Goed uitgerust op pad
Hoeveel (en wat) je meeneemt, hangt uiteraard af van de lengte van je tocht. Beperk het gewicht van je rugzak tot 10 à 15 % van je lichaamsgewicht en vergeet niet dat je die draaglast nog aanvult met een tweetal kilo water en mondvoorraad aanvult onderweg. De eenvoudige regel ? L aat alles wat je kan missen thuis.
Rugzak: 50-60 liter en 80 liter als je kampeerspullen meeneemt. Een regenhoes of poncho die ook over je rugzak past, is in België een must. Wij kozen voor een Keb 52 liter in het damesmodel en de Kaipak 38 liter, beide van het merk Fjällraven. Zelfs voor een tocht van minder dan een week hadden we een belading van rond de 10 kg pp.
Wandelstokken: omdat ik snel last heb van mijn knieën en enkels op ongelijke stukken of tijdens het afdalen, koos ik voor twee lichtgewicht, uitschuifbare wandelstokken. Ik was enorm blij met het kliksysteem, waardoor ik de wandelstokken makkelijk weer kon inklappen wanneer ik ze niet nodig had.
Schoeisel: hoge wandelschoenen zijn een must, in België liefst ademend Gore-Tex zodat je na een plensbui niet met natte voeten verder moet. Combineer met goed passende trekkingkousen; die zijn minstens even belangrijk als je schoenen. Test de combinatie van beide samen uit.
Voetverzorging: blaren kunnen je tocht stevig verzieken. Voorzie dus voldoende pleisters maar ook voetcrème, talkpoeder tegen de wrijving en iets om je blaren te verzorgen is zeker nuttig.

····················

Uit te voeren opdrachten –
(1) Haal uit het fragment over wandeluitrusting de passage tussen "Wandelstokken: omdat ik" en "is zeker nuttig.", beide inbegrepen.
(2) Vat het fragment over wandeluitrusting samen in twee zinnen.
(3) Van welk merk zijn de twee rugzakken die volgens het fragment over wandeluitrusting gekozen werden?
De data hieronder zijn afkomstig uit een andere bron.

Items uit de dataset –

····················

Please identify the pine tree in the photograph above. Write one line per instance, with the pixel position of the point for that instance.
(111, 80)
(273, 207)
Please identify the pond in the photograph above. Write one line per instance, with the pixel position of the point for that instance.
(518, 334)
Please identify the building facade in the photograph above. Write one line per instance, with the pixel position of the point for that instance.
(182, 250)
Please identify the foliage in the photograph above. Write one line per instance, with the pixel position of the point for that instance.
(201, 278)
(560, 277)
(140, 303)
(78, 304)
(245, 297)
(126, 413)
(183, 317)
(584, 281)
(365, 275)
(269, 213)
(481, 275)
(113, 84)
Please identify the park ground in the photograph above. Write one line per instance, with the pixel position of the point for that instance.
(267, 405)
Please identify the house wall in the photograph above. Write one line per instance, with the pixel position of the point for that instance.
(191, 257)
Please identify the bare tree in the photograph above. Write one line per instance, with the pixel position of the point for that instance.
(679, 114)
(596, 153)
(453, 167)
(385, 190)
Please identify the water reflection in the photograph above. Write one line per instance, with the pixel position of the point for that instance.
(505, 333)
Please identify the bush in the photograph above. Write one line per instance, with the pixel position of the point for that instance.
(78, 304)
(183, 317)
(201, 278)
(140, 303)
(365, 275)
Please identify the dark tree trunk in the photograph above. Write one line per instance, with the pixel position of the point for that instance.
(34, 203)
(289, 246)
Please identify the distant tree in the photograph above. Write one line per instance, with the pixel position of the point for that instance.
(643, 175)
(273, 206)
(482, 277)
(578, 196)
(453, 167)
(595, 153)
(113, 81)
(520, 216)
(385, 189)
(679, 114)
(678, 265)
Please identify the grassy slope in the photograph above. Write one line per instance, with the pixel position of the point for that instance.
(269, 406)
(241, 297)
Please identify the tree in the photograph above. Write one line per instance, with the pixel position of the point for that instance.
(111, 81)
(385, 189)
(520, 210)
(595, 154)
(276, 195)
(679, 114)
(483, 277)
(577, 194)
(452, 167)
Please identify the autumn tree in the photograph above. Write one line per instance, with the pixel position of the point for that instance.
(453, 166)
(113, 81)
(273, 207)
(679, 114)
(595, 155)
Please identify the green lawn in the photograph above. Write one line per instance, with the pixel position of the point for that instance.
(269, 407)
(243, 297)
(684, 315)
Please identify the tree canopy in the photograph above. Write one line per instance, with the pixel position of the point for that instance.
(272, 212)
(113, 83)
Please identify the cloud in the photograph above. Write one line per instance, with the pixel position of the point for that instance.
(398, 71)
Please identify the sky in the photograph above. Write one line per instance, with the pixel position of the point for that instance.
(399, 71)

····················

Oplossingen –
(1)
Wandelstokken: omdat ik snel last heb van mijn knieën en enkels op ongelijke stukken of tijdens het afdalen, koos ik voor twee lichtgewicht, uitschuifbare wandelstokken. Ik was enorm blij met het kliksysteem, waardoor ik de wandelstokken makkelijk weer kon inklappen wanneer ik ze niet nodig had.
Schoeisel: hoge wandelschoenen zijn een must, in België liefst ademend Gore-Tex zodat je na een plensbui niet met natte voeten verder moet. Combineer met goed passende trekkingkousen; die zijn minstens even belangrijk als je schoenen. Test de combinatie van beide samen uit.
Voetverzorging: blaren kunnen je tocht stevig verzieken. Voorzie dus voldoende pleisters maar ook voetcrème, talkpoeder tegen de wrijving en iets om je blaren te verzorgen is zeker nuttig.

(2) Het gewicht van de rugzak blijft best beperkt tot 10 à 15 % van het lichaamsgewicht, en wat je kan missen laat je thuis. Belangrijk zijn verder een rugzak van 50-60 liter met een regenhoes of poncho, hoge ademende wandelschoenen met goed passende trekkingkousen en voldoende spullen voor voetverzorging.

(3) Fjällraven.